**TAREFAS:**
(A) Responda, com base no trecho sobre resultados olímpicos:
(i) Como se entende a participação olímpica?
(ii) Qual é o primeiro dos dois fatores combinados que explicam os resultados esportivos?
(iii) Quais países são citados como exemplos clássicos do uso do poder econômico nas disputas olímpicas?
(B) Prossiga o trecho sobre resultados olímpicos e poder econômico a partir da última frase apresentada.

**TRECHO FORNECIDO:**

┄┄┄┄┄┄┄┄┄┄

Obviamente, não se deve responder essa questão apenas esportivamente e nas individualidades dos atletas. Entende-se a participação olímpica como resultado de um longo processo de investimento e reflexão sobre o esporte nacional.

Na época capitalista, deve-se perceber que os resultados esportivos, com foco nas Olimpíadas, são resultados com leves distorções de dois fatores combinados. O primeiro é a força econômica nacional. Os recursos para as práticas esportivas dependem de investimento de capital. Assim, quanto mais rico um país, provavelmente, a participação nas Olimpíadas será tanto melhor. Pode-se perceber com exemplos clássicos, nos EUA e na antiga URSS, que utilizavam do poder econômico como forma de monopolizar as disputas olímpicas e como propaganda no período de Guerra Fria.

┄┄┄┄┄┄┄┄┄┄

**DADOS FORNECIDOS:**
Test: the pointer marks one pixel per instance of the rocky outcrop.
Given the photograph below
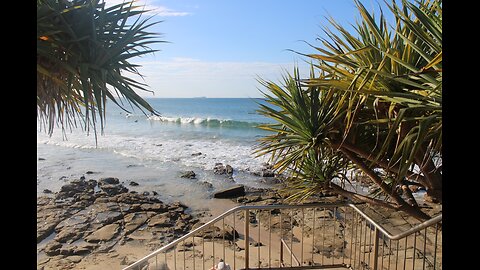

┄┄┄┄┄┄┄┄┄┄

**RESPOSTAS:**
(A)
(i) Como resultado de um longo processo de investimento e reflexão sobre o esporte nacional.
(ii) A força econômica nacional.
(iii) Os EUA e a antiga URSS.

(B)
Este fator é combinado com o tamanho da população do país. Imagina-se que a presença de atletas altamente aptos a determinados esportes seja igual entre os países. É preciso que a população local tenha contato com as mais diversas práticas esportivas. Assim os atletas olímpicos surgiram. Em países mais povoados deve haver mais atletas olímpicos do que em países com menos habitantes.

Esses dois fatores são combinados. Países altamente povoados como Paquistão, Indonésia e outros têm participações inexprimíveis devido à posição das economias no cenário mundial. Há os considerados ricos e desenvolvidos com baixas expressões olímpicas, como Suécia, Dinamarca e Suiça. As distorções ficam por conta de supostos fenômenos que desviam da regra, como a Jamaica, Cuba e Quênia, que por características específicas dos países têm participações superiores ao que se poderia esperar a partir desses fatores.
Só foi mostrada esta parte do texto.